**EXERCISE BRIEF**
Would you retype all of these records exactly?

________________________

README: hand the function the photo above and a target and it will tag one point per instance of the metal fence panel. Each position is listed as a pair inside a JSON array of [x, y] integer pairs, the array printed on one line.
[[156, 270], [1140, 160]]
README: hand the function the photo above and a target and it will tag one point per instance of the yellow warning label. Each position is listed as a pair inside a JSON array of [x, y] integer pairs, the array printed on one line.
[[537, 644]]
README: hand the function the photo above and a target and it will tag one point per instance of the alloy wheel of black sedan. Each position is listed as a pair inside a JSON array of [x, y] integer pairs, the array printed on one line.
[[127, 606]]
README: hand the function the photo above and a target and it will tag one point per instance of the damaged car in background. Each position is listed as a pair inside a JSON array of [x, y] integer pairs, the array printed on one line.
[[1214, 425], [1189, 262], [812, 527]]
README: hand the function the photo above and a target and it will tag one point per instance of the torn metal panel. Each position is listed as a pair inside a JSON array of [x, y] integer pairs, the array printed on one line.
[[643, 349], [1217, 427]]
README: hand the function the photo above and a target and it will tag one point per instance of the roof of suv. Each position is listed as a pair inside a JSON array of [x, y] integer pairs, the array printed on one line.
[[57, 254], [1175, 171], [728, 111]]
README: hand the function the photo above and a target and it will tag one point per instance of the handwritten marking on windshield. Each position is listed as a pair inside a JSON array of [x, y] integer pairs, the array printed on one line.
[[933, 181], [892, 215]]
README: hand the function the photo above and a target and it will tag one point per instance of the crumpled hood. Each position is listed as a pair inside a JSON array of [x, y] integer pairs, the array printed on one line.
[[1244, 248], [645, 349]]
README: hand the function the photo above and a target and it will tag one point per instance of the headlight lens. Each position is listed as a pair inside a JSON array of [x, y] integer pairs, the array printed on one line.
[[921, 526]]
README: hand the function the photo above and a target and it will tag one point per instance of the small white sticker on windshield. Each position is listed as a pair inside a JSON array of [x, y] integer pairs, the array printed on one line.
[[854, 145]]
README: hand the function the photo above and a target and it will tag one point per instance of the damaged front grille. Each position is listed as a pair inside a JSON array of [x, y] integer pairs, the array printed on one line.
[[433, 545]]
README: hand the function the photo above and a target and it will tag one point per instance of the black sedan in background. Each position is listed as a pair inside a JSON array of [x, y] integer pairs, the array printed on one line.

________________________

**OUTPUT**
README: hand the function the photo above and a target and it will tag one point per instance of the metal fence panel. Each position is listed as a pair inside a JSON array of [x, y] integer pairs, the array printed on one line.
[[156, 270], [1140, 160]]
README: hand the function the photo above and a target and it will tag one point per instance of the yellow warning label. Each position is listed as a pair inside a JSON array of [x, y] integer pairs, the array printed on one line.
[[537, 644]]
README: hand the function the photo above and a target and it will tag one point per instance of the alloy wheel of black sedan. Each position is listed as a pair inside a JSON array of [x, y] integer pairs, the array printed on one line.
[[127, 606]]
README: hand the function the photo above and a target and it will tag one point per instance of the damaged car in background. Each position is listed as a pair inside a JSON array of [x, y] integer pairs, the array printed on one line.
[[1214, 425], [1189, 262], [812, 527]]
README: hand the function the photo above and a target and it will tag one point per instance of the torn metal panel. Each position is listed as a pair inside a JSON array of [x, y] integer pairs, the array printed on one line.
[[643, 349], [1217, 427]]
README: hand the function the photo above and a target and it will tag one point per instance of the roof of suv. Each position is listed as a pair inside a JSON array of [x, y] integer pairs, the array printed on one line.
[[57, 254], [1175, 171], [728, 111]]
README: hand the function the photo above and a target and it will tag one point per instance of the handwritten marking on windshield. Each position is listed as a pair inside a JSON array of [x, y] integer pairs, the array printed on one line.
[[933, 181], [892, 215]]
README: hand the function the photo above and a target and it will tag one point per instance of the crumpled hood. Each position is listed as a pair inside a JSON array of [x, y] integer pairs, the array printed on one line.
[[1244, 248], [645, 349]]
README: hand the function the photo above and a target and it will tag one point per instance of the headlight lens. Each position is listed as a pair inside a JSON array of [x, y] integer pairs, the array printed on one line.
[[921, 526]]
README: hand the function the photo above and a target and it will tag one point per instance of the small white sticker on windshield. Each position is listed as a pair inside a JSON array of [x, y] integer pairs, the array printed on one line.
[[854, 145]]
README: hand the function the photo above and a target and it will tag one point per instance of the damaged front grille. Each position is listed as a pair inside a JSON array of [x, y] integer pairs, the array printed on one line.
[[433, 545]]
README: hand the function the photo above and a target and it will tag one point per instance of the black sedan in background. Each position is listed as a pair inside a JSON array of [x, y] integer pairs, the array printed on one line.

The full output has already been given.